(Pointing dataset records)
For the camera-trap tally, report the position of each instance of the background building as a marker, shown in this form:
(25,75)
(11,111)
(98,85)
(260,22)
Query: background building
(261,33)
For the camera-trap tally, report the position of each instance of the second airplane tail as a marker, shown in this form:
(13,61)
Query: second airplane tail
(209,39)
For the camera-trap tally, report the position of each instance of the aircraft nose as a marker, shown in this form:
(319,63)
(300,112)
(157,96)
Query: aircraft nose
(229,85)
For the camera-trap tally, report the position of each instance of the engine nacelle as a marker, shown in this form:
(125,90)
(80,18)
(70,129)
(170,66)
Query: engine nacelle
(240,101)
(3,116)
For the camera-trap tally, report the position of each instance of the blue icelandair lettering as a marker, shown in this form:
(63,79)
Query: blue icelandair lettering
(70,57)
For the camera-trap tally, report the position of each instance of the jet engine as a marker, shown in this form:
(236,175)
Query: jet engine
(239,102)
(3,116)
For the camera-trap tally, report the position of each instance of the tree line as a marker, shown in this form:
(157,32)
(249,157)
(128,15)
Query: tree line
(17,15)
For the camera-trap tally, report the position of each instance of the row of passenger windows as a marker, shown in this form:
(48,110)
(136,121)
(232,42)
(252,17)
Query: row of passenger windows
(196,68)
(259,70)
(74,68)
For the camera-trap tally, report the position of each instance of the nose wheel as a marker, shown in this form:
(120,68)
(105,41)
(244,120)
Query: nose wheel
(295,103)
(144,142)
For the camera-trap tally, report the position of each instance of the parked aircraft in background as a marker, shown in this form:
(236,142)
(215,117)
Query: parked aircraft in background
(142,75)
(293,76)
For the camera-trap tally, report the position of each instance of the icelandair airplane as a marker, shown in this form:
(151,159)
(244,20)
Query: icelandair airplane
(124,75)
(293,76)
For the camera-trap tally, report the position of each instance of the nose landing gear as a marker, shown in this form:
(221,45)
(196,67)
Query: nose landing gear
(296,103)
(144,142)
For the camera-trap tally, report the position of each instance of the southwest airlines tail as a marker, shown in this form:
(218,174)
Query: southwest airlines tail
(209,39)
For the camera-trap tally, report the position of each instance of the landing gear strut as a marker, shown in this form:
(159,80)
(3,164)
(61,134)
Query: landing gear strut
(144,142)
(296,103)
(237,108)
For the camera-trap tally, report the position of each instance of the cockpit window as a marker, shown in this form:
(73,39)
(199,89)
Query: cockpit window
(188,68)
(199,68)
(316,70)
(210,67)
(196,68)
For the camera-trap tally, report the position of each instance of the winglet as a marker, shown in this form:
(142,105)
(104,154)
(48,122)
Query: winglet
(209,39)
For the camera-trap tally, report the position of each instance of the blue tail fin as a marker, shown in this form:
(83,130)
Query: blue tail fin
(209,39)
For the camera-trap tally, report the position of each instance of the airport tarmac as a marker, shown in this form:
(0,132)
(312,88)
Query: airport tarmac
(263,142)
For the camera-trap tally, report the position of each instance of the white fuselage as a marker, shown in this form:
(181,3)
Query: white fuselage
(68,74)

**GIVEN PROBLEM:** Edit the lines from the one containing "of the airport" through the last line, replacing "tarmac" with "apron" and changing nothing else. Give only those lines.

**FINISHED EXERCISE:**
For the camera-trap tally, report the position of each instance of the airport apron as a marker, shown in this form:
(0,132)
(312,88)
Query: airport apron
(263,142)
For the camera-trap tally, report the position of each instance of the white fuselage as a marker, shown in this form:
(181,3)
Query: white fuselage
(68,74)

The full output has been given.